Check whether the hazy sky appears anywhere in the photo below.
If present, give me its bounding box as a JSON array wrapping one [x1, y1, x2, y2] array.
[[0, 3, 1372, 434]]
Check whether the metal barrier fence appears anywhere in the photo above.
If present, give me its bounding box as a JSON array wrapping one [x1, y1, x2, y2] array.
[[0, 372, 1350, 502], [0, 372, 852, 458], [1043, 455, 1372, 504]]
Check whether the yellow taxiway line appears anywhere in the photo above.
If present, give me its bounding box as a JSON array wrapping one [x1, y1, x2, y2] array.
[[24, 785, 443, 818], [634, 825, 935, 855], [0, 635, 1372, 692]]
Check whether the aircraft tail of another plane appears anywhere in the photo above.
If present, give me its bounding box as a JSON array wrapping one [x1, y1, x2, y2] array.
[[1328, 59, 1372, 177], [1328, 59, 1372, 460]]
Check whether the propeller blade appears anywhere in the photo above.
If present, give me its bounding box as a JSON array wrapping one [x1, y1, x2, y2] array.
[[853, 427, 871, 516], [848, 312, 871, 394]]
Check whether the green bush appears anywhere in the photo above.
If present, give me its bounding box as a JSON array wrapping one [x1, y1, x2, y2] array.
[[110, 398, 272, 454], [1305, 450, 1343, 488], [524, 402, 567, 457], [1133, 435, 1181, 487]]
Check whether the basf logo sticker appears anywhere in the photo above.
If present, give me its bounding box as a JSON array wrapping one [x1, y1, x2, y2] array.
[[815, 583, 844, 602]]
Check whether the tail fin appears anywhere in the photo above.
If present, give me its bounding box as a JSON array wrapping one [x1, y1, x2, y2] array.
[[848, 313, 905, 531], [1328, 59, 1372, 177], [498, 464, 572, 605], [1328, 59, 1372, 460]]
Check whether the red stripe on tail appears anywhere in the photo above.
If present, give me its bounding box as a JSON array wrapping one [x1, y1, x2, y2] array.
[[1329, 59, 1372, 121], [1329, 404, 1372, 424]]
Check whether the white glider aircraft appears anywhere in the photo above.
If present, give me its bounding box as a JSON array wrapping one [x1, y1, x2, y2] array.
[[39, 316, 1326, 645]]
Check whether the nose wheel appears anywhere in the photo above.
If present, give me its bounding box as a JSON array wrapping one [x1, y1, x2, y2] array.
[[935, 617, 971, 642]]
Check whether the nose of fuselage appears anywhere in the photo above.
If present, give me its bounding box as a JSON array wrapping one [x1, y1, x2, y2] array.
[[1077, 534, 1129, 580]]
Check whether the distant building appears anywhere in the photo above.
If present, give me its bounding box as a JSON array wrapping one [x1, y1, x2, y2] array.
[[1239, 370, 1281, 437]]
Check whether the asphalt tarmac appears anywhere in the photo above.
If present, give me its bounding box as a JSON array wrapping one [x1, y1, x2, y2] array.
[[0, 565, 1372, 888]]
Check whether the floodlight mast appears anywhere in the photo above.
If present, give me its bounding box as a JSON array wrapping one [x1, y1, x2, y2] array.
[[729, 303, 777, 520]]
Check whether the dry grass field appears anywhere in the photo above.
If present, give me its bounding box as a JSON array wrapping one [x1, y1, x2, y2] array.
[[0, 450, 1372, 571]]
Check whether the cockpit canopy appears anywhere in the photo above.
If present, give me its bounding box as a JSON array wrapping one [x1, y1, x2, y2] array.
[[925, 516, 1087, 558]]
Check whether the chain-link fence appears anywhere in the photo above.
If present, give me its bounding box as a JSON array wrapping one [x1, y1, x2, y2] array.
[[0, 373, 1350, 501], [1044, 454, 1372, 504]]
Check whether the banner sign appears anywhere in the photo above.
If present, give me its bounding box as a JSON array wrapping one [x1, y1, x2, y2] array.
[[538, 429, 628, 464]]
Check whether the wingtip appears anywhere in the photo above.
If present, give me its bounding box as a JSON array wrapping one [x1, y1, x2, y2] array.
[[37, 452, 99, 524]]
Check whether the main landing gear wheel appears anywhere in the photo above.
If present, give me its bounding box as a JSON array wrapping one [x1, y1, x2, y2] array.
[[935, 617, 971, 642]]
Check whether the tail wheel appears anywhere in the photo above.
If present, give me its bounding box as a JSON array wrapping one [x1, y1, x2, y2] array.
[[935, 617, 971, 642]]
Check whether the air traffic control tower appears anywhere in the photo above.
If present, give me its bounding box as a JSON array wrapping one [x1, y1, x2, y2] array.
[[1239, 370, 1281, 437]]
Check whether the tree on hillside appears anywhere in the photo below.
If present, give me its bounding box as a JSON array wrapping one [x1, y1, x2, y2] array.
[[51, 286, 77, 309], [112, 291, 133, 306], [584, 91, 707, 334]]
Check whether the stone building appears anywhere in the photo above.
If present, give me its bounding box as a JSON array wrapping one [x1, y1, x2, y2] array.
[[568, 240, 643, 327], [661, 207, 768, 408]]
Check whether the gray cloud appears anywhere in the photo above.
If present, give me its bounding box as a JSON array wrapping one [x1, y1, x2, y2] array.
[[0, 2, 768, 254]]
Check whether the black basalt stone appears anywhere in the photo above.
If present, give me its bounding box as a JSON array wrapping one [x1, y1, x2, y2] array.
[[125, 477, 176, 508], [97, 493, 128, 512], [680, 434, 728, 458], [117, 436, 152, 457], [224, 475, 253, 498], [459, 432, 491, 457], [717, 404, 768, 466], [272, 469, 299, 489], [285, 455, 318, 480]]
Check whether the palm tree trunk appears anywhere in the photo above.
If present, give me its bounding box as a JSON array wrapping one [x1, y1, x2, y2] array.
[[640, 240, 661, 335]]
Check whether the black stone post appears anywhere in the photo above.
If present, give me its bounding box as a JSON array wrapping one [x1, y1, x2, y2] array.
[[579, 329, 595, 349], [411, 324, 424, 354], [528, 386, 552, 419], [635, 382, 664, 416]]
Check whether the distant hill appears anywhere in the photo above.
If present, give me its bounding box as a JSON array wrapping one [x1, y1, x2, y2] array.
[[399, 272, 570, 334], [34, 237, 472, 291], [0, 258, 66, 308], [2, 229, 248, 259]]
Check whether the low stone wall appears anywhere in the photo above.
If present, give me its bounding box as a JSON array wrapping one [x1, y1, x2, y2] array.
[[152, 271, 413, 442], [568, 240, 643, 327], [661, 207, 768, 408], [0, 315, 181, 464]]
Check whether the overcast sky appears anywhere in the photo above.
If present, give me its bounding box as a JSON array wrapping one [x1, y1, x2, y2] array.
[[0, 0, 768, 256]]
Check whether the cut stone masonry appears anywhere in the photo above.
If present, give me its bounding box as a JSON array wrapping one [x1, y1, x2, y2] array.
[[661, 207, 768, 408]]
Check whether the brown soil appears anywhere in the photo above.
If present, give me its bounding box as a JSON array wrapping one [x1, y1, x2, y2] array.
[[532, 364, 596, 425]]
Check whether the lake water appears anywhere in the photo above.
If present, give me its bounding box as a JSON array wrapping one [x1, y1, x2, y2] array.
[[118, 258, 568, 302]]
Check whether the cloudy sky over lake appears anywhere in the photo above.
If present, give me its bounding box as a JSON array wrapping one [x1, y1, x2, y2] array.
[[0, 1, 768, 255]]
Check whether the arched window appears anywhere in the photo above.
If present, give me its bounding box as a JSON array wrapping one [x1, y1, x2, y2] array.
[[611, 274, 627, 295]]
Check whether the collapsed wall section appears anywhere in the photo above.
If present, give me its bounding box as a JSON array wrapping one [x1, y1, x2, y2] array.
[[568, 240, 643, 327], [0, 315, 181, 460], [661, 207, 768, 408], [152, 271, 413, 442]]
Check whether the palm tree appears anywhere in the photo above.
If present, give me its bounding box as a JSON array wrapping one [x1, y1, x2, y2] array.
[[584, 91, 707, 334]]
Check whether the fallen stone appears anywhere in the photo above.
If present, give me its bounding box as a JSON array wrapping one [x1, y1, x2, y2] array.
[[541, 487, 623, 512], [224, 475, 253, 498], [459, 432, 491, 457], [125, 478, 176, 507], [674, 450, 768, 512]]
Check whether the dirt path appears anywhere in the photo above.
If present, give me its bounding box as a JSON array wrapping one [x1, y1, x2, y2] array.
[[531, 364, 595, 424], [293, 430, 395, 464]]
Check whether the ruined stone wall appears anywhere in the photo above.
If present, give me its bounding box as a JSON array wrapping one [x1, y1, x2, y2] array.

### The request:
Reproduce the records above word for word, beginning at the line that contains "Check whether the air traffic" and stopping after the line that contains "[[0, 2, 768, 254]]".

### Answer for the task:
Check whether the air traffic control tower appears anywhere in the photo above.
If present, give me its bounding box as a JSON array wrapping one [x1, y1, x2, y2] array.
[[1239, 370, 1281, 437]]
Check whether the tree on hillside appears anywhere in the photo below.
If present, give me its bounding box as a JSON array wrapping one [x1, y1, x2, y2] array.
[[51, 286, 77, 309], [112, 291, 133, 306], [584, 91, 707, 334]]
Check whether the stone building appears anywhere in the photo above.
If present, give me its bounding box as a JSON array wrapping one [x1, y1, x2, y2] array.
[[568, 240, 643, 327], [661, 207, 768, 408]]
Check whether the gray cloud appears anywhere in the photo above.
If present, give me its bounding box as a JSON array wrapping one [x1, y1, x2, y2] array.
[[0, 2, 768, 254]]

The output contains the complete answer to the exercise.